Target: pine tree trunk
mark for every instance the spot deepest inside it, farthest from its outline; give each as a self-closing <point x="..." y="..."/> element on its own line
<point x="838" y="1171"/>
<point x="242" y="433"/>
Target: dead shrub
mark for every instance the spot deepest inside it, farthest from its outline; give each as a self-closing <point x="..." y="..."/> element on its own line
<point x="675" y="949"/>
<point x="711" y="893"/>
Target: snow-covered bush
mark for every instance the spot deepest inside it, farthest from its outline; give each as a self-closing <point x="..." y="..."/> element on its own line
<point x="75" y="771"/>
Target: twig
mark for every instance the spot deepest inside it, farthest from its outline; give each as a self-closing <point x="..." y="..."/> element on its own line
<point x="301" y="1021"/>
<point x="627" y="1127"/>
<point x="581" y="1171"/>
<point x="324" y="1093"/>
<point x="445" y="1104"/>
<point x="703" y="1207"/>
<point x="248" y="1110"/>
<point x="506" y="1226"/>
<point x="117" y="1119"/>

++++

- _PROBLEM REQUIREMENTS_: Copy the lines that hold the word "Target". Take them from the records above.

- _RESPONSE TO THE TASK_:
Target: pine tree trunk
Target: dead shrub
Target: snow-covered bush
Target: twig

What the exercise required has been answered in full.